─── 出典抜粋 ───

2006年10月30日(月)
ワタシハココデナニヲシテイルノカ [タイで生活]
通信制大学の学期末試験で、すごい難問に出会ってしまった。自分の人生が揺さぶられるような衝撃を受けた。
試験中、試験監督者が受験者の席の受験票と学生証とIDカードを照合する。学生証が身分証の代わりになるはずなのに、なぜIDカードとの照合が必要なのか謎なのだが、とにかくそういうことになっているのだ。外国人である私はIDカードがないので代わりに机の上にパスポートを出しておく。
どの監督者も私の席まで来ると必ずIDカードを見せるように言う。私はIDカードはないから代わりに、とパスポートを提示する。すると監督者は私が日本人であることに気づき、お決まりの質問が始まる。

───

上にある通信制大学の期末試験についての文章を、最後の文の後から書き継いでください。

─── データ行 ───

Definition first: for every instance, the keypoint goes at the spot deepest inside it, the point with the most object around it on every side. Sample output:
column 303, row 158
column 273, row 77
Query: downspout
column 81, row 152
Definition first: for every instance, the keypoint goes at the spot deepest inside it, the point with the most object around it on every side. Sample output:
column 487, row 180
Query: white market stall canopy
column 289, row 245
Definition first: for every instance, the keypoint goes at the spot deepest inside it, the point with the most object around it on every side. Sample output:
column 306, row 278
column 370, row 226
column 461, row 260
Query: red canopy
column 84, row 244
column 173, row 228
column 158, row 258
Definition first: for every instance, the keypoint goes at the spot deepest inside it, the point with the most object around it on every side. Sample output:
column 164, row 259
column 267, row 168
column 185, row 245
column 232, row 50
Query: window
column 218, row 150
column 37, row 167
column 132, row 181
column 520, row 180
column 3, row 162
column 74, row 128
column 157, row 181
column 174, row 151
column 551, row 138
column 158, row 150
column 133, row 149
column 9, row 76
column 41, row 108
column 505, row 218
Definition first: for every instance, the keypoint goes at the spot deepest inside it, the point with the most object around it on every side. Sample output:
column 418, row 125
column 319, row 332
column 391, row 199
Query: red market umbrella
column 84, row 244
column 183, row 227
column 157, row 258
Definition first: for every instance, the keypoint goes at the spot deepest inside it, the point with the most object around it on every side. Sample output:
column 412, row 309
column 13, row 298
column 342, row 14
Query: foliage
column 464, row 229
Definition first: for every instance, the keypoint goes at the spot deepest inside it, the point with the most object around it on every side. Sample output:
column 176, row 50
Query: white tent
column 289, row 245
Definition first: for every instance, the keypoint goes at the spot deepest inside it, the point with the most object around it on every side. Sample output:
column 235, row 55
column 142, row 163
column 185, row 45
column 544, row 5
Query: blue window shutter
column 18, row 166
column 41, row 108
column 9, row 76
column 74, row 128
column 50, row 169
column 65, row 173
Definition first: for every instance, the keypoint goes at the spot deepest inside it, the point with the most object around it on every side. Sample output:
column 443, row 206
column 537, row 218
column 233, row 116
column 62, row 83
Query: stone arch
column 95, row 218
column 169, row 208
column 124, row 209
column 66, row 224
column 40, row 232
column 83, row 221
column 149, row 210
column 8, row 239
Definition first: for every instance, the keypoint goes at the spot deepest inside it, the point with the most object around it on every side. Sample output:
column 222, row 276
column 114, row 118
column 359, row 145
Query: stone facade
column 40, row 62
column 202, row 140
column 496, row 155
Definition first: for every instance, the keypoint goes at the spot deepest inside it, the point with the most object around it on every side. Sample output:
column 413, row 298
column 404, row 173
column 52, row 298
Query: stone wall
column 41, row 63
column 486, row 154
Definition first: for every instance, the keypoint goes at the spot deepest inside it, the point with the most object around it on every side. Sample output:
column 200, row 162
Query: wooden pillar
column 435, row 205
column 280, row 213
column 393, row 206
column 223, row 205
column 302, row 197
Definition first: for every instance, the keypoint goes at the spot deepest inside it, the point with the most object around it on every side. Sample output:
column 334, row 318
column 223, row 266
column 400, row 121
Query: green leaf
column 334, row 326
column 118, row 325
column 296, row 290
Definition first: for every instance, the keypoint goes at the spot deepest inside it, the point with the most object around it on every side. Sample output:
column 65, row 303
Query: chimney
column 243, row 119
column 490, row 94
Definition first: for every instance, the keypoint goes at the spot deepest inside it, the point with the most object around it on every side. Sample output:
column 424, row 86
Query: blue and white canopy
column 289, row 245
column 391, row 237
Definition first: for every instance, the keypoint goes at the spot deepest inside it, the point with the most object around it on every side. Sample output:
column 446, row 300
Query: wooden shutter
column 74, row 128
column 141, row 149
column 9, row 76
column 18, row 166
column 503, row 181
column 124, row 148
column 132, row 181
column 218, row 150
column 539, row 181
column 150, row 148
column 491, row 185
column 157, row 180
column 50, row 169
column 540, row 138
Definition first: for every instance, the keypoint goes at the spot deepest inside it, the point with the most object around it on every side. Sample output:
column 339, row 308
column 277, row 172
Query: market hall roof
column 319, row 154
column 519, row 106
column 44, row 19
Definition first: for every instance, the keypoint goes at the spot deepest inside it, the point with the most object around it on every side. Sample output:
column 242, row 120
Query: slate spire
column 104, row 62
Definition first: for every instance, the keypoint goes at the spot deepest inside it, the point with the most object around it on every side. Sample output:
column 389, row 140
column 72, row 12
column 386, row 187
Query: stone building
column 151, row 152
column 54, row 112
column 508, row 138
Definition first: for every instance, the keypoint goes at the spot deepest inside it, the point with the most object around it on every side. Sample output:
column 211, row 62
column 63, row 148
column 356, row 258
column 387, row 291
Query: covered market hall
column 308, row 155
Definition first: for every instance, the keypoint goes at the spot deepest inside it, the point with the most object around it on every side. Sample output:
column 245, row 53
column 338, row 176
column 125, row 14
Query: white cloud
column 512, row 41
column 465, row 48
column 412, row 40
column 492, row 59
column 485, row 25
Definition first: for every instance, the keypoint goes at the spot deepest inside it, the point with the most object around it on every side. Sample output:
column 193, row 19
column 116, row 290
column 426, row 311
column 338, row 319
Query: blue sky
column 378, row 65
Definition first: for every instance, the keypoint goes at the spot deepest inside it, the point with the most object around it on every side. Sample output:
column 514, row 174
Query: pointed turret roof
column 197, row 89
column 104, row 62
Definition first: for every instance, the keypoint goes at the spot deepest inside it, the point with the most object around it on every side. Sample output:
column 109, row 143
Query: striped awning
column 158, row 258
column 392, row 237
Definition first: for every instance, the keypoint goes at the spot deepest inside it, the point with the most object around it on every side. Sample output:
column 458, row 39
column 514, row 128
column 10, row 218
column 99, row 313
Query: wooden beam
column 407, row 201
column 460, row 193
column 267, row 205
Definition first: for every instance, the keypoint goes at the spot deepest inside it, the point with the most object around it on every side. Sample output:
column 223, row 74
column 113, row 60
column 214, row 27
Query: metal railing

───

- _演習結果_
タイに語学留学される日本の方も多いし、チュラロンコン大学にも日本の留学生の皆さんがたくさんいるということだ。タイの大学で勉強する外国人も珍しくないだろう。しかもここは通信制大学。試験会場にはお坊さんの姿もチラホラ。学生というには年齢層の高い方たちもたくさんいらっしゃる。その中に混じっての日本人なので、それほど珍しい存在ではないと思うのだが、やはり外人に会うといろいろ質問したくなるものらしい。
美容院や市場でも繰り返し受ける質問をここでも繰り返される。
タイはもう長いの?タイ語はどこで勉強したの?
私は(私は試験を受けているの。放っておいて)と思いつつもお決まりの答えを返す。
日本でタイ語を専攻していました。タイは8年になります。
たいていはそこで満足して立ち去ってくれるので、私は試験に集中できる。昨日もそうだった。
お決まりの質問の後は試験に集中することができた。心地よい疲労感とともに解答用紙を試験監督者に提出し教室を立ち去ろうとしたところ、試験監督のおばちゃんはこう言った。
「それであなたはここで何をしているの?」
一瞬、頭の中が真っ白になった。
ワタシハココデナニヲシテイルノカ?
ここまで回答に困る質問は初めてかもしれなかった。
本当に私はここで一体何をしているのだろう?何でここにいるのだろう??何のためにここにいて、何をしているのだろう???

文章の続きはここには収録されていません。